> Written task 1
Could you copy the Pandas tutorial text from "### Icons Used" to "Spreadsheets in Python](#df)", inclusive?

> Source passage
>>>
# Python Fundamentals: Introduction to Pandas

* * * 

<div class="alert alert-success">  
    
### Learning Objectives 
    
* Import libraries in Python.
* Import .csv files into a Pandas `DataFrame`.
* Use common `DataFrame` methods.
* Select rows and columns from a `DataFrame` using conditions.
</div>


### Icons Used In This Notebook
🔔 **Question**: A quick question to help you understand what's going on.<br>
🥊 **Challenge**: Interactive exercise. We'll work through these in the workshop!<br>
⚠️ **Warning**: Heads-up about tricky stuff or common mistakes.<br>
💡 **Tip**: How to do something a bit more efficiently or effectively.<br>
🎬 **Demo**: Showing off something more advanced – so you know what Python can be used for!<br>

### Sections
1. [Libraries](#lib)
2. [Data Frames: Spreadsheets in Python](#df)
3. [Demo: Grouping and Plotting Data Frames](#group)

<a id='lib'></a>

## Libraries

A **library** refers to a reusable chunk of code. Usually, a Python library contains a collection of related functionalities.

We have already been using Python's [standard library](https://docs.python.org/3/library/) - it comes ready and loaded with Python. We've also used `pandas` to work with data frames. Today, we will expand on our Pandas knowledge and do our first data science project.

### Installing libraries

The most common option is to install a library directly using the command line. One way to do this is to go to Jupyter Launcher by clicking on the `+` symbol in the top left of Jupyter Labs, then select Terminal.

You can then use `pip`, a Python package installer, to install new packages. Simply run `pip install [PACKAGE_NAME]`, and the package will be installed.

💡 **Tip**: You can also install packages within a Jupyter Notebook. Create a new cell, and run the command `!pip install [PACKAGE_NAME]`.
<<<
> Records supplied
>>>
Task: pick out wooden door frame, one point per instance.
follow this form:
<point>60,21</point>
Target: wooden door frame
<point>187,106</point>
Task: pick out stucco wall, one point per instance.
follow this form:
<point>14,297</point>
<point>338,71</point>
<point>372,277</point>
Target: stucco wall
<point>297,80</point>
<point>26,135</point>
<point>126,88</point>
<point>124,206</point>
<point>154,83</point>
<<<
> Written task 2
Can you rewrite the listing from the line holding "Task: pick out stucco" through the end of the listing, inclusive, swapping "stucco wall" for "plaster wall" and changing nothing else?

> Correct response 1
### Icons Used In This Notebook
🔔 **Question**: A quick question to help you understand what's going on.<br>
🥊 **Challenge**: Interactive exercise. We'll work through these in the workshop!<br>
⚠️ **Warning**: Heads-up about tricky stuff or common mistakes.<br>
💡 **Tip**: How to do something a bit more efficiently or effectively.<br>
🎬 **Demo**: Showing off something more advanced – so you know what Python can be used for!<br>

### Sections
1. [Libraries](#lib)
2. [Data Frames: Spreadsheets in Python](#df)

> Correct response 2
Task: pick out plaster wall, one point per instance.
follow this form:
<point>14,297</point>
<point>338,71</point>
<point>372,277</point>
Target: plaster wall
<point>297,80</point>
<point>26,135</point>
<point>126,88</point>
<point>124,206</point>
<point>154,83</point>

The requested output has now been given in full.